● **課題の指示**: 修験道についての文章のうち、「日没という自然現象を目にする」を含む語句で始まり「なら、修験道は一番であろう。」で終わる部分を、一字も変えずに書き写しなさい。

● **課題文**:
2023年09月05日 | 田中利典師曰く
今日の「田中利典師曰く」は、「修験道といま(3)山修行」(師のブログ 2013.7.13 付)、2008年8~9月に読売新聞夕刊に連載されたエッセイの第3回である。ここに興味深い話が登場する。師がアーユルヴェーダ(インドの伝統的医学)を学んだとき、「毎日、陽が沈む頃に、必ずじっと夕陽を見つめなさい」と教わったそうだ。
※トップ写真は、吉野山の桜(3/28)

日没という自然現象を目にすることで、人間もまた自然の一部として生きていることが実感できるのだという。四天王寺の日想観(じっそうかん=彼岸の中日に落日を見て極楽浄土を観想する)に似ていて、興味深い。では、全文を以下に紹介する。

「修験道といま(3)山修行」

私の盟友・宗教学者の正木晃氏が提言している賞味期限が残った21世紀型の宗教の要件とは、次の5つに集約される。1つは自然と関わっている。2つは参加型。3つ目は実践型。4つ目は心と体に関わっていること。5つ目は統括的…逆の言葉で言うと排他的でないこと。

この5つだが、修験道はその全ての条件を満たしている数少ない日本の宗教だと氏は絶賛する。おもはゆい気持ちもあるが、私もその気になっている。とりわけ自然との関わりが深い宗教というなら、修験道は一番であろう。

● **提供資料**:
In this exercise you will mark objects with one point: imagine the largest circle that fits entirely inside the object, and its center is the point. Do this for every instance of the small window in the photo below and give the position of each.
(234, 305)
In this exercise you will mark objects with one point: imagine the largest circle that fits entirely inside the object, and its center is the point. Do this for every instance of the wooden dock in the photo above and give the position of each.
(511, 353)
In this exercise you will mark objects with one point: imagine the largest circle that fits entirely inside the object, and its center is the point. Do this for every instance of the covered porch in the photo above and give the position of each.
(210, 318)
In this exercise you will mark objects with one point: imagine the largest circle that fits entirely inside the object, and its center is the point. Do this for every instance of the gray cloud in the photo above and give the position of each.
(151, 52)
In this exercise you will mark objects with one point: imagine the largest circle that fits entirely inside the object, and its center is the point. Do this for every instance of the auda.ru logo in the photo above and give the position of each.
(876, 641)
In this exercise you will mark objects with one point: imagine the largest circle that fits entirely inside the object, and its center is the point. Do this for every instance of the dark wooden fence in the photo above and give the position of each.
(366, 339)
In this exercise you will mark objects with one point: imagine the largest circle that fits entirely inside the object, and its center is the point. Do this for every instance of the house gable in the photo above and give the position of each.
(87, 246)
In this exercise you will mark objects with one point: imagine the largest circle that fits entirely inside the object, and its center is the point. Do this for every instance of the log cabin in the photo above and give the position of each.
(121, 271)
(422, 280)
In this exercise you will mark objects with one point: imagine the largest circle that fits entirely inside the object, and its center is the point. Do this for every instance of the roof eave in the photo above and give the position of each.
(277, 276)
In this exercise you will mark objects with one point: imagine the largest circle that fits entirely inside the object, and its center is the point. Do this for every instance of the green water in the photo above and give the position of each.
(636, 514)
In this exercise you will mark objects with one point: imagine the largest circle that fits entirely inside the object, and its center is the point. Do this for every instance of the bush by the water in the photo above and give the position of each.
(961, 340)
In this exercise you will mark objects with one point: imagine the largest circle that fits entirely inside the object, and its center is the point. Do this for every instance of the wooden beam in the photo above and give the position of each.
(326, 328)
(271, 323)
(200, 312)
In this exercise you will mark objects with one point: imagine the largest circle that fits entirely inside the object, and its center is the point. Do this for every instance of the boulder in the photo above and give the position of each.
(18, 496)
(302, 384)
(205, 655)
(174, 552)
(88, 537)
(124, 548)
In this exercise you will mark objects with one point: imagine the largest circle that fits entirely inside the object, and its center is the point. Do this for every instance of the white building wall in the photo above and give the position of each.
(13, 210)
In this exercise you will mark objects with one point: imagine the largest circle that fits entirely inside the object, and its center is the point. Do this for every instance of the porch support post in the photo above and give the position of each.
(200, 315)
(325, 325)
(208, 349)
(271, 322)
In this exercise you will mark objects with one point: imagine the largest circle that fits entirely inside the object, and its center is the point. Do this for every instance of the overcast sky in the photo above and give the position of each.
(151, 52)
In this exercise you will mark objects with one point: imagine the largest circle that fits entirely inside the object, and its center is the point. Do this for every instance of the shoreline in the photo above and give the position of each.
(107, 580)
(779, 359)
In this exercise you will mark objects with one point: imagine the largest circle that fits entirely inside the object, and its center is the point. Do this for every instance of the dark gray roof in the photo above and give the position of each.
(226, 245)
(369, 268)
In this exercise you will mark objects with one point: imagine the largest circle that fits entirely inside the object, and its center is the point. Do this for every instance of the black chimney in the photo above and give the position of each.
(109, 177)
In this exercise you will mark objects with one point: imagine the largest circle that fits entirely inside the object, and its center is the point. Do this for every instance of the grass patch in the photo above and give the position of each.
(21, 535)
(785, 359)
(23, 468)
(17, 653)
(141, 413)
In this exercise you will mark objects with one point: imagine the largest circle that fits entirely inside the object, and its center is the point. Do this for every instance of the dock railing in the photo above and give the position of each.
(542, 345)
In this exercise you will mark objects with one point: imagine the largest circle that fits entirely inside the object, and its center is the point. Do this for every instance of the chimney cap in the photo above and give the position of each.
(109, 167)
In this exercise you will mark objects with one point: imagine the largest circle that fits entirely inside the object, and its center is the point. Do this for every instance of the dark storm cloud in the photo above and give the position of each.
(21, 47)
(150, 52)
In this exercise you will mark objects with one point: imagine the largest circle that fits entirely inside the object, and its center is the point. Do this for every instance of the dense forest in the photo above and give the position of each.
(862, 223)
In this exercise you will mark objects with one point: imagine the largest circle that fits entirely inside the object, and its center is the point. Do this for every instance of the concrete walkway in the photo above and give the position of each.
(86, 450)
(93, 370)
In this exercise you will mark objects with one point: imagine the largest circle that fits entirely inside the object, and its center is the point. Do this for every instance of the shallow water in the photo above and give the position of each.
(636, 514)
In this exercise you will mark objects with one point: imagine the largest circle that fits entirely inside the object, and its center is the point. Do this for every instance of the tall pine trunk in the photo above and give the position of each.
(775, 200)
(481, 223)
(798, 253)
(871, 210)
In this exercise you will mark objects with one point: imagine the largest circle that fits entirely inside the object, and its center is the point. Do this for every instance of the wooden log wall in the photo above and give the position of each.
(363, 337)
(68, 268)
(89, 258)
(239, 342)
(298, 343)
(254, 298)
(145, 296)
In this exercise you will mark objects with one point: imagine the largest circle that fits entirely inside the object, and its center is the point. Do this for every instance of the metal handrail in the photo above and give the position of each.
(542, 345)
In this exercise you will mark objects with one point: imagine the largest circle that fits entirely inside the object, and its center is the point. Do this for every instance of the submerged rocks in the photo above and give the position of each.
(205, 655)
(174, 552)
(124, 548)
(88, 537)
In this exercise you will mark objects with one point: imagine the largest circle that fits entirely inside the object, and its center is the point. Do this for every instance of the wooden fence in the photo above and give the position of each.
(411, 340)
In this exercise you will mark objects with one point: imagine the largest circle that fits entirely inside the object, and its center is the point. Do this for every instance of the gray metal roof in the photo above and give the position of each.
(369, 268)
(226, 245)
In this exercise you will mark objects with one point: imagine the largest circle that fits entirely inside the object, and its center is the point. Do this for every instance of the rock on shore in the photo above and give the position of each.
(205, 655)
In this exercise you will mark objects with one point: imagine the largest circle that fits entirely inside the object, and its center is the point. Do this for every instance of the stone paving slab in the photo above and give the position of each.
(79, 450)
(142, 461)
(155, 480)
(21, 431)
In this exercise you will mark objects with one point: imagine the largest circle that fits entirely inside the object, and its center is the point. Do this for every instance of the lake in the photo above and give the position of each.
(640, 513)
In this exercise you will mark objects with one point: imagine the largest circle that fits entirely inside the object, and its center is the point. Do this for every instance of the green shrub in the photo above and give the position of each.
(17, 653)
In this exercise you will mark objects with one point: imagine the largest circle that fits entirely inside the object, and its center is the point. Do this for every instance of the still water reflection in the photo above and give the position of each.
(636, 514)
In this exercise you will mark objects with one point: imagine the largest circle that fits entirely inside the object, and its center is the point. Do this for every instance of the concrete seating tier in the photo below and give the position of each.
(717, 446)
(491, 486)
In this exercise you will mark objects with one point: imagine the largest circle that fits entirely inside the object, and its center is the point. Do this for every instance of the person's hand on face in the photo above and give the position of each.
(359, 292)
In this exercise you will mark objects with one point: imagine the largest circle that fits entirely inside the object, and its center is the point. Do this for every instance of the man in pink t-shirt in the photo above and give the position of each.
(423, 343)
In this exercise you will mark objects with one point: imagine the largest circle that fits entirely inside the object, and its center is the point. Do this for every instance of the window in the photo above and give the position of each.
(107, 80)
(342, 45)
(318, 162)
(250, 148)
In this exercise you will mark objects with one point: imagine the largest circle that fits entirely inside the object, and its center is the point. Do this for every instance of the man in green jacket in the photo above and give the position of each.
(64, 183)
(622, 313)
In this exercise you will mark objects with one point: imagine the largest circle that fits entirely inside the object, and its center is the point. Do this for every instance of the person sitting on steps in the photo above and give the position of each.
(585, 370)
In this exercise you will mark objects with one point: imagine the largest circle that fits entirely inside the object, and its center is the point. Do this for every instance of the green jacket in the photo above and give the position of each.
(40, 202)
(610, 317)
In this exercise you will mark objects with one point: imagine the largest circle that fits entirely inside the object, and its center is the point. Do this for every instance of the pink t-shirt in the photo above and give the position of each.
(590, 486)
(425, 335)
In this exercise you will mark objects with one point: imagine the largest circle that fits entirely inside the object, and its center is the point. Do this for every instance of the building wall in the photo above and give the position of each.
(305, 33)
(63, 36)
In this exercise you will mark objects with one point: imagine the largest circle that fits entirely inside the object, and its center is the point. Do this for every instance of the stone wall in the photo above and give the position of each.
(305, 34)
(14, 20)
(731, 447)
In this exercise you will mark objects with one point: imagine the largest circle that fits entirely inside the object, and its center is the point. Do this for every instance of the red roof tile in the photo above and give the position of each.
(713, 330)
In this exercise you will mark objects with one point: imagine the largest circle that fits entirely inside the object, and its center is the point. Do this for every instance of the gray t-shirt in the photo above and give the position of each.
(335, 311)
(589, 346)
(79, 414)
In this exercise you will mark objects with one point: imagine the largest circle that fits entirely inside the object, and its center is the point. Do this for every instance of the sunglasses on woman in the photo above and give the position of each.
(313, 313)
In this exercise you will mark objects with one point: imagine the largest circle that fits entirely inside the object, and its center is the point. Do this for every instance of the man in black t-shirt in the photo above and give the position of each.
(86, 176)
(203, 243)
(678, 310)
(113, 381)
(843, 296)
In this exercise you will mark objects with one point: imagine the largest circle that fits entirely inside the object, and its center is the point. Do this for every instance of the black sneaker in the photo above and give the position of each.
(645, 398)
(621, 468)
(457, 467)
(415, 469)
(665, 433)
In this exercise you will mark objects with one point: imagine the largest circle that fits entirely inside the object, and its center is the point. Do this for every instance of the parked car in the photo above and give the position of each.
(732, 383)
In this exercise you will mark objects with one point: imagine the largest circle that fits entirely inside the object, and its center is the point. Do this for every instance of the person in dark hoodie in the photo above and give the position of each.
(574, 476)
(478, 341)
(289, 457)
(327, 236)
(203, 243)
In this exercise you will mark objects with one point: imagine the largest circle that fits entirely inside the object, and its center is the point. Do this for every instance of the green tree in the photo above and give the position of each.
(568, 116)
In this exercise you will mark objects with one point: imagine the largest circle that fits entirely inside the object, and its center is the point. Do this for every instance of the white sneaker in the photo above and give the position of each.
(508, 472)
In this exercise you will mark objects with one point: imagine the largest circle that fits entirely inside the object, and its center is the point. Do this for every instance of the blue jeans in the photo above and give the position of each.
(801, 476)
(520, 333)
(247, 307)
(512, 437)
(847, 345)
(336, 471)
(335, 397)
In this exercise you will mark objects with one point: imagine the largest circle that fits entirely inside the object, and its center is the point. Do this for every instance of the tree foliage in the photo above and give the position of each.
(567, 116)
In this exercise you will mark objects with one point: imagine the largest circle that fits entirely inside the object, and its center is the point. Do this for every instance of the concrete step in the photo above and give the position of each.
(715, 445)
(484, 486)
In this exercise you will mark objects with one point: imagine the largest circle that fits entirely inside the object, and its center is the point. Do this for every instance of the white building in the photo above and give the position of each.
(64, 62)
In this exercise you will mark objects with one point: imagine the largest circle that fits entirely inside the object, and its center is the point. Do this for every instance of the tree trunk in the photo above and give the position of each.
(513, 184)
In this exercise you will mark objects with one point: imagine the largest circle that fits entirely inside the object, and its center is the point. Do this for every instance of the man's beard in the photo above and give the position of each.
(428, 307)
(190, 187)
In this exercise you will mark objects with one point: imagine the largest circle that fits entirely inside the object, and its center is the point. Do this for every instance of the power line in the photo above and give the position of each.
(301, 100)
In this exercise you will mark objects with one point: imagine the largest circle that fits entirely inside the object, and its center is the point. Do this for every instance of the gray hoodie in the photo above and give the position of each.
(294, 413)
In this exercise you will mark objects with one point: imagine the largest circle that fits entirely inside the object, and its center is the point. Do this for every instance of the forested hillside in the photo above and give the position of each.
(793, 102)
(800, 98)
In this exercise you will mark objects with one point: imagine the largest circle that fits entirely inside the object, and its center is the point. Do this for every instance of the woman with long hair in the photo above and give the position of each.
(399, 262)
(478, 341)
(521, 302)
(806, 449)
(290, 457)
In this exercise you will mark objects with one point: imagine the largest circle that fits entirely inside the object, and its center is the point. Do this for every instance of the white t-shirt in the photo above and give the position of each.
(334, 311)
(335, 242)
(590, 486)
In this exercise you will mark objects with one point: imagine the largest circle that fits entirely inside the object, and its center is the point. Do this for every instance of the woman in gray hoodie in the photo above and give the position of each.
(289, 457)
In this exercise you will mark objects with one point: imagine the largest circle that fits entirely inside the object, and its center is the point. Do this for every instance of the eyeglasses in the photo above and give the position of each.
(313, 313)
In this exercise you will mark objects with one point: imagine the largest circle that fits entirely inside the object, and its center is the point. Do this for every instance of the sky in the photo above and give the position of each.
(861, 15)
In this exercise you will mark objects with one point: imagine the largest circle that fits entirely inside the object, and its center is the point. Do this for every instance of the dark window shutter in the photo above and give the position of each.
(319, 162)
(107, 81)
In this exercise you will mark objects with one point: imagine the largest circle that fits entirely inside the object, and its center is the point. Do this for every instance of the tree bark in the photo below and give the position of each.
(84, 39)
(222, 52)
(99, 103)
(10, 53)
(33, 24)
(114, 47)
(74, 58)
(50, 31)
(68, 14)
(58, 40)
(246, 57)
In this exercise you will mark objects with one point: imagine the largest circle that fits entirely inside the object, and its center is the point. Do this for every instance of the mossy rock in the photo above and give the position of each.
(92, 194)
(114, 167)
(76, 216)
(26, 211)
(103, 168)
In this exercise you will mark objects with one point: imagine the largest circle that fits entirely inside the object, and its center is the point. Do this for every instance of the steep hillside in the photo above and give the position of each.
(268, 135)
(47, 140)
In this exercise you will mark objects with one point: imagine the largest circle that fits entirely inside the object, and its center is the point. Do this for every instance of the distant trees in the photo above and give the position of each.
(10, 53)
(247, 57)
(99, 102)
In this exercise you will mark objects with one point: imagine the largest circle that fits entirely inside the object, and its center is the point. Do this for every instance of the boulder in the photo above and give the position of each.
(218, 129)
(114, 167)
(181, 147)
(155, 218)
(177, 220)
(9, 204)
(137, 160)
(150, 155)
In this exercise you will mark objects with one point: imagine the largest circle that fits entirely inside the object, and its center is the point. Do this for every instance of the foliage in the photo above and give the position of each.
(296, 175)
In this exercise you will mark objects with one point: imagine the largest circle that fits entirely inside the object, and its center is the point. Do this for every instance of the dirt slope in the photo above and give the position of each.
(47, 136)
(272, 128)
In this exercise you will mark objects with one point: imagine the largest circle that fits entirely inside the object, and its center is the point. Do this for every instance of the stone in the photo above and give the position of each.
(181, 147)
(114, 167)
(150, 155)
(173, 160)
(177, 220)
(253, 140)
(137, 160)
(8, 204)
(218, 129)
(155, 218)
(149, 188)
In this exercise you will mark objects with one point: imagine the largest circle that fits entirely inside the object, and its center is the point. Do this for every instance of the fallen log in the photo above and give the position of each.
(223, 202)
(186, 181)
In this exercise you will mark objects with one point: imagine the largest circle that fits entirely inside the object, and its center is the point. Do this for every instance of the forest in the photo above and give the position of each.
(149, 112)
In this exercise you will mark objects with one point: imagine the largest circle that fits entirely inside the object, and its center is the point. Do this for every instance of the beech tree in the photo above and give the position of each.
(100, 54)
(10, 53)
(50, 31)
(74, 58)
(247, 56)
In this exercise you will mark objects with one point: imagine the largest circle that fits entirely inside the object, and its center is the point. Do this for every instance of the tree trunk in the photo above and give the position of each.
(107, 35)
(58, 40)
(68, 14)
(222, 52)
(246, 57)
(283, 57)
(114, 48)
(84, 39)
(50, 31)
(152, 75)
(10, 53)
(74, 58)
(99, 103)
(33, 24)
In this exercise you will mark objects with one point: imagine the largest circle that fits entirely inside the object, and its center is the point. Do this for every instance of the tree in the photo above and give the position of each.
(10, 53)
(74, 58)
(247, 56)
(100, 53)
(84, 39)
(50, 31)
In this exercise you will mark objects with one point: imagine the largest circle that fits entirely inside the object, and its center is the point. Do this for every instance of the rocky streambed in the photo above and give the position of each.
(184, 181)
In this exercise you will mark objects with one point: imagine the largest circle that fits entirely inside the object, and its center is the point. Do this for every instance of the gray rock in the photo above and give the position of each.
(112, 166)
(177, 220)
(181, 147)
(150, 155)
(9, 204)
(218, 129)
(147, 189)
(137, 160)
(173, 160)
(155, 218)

● **あなたの解答**:
日没という自然現象を目にすることで、人間もまた自然の一部として生きていることが実感できるのだという。四天王寺の日想観(じっそうかん=彼岸の中日に落日を見て極楽浄土を観想する)に似ていて、興味深い。では、全文を以下に紹介する。

「修験道といま(3)山修行」

私の盟友・宗教学者の正木晃氏が提言している賞味期限が残った21世紀型の宗教の要件とは、次の5つに集約される。1つは自然と関わっている。2つは参加型。3つ目は実践型。4つ目は心と体に関わっていること。5つ目は統括的…逆の言葉で言うと排他的でないこと。

この5つだが、修験道はその全ての条件を満たしている数少ない日本の宗教だと氏は絶賛する。おもはゆい気持ちもあるが、私もその気になっている。とりわけ自然との関わりが深い宗教というなら、修験道は一番であろう。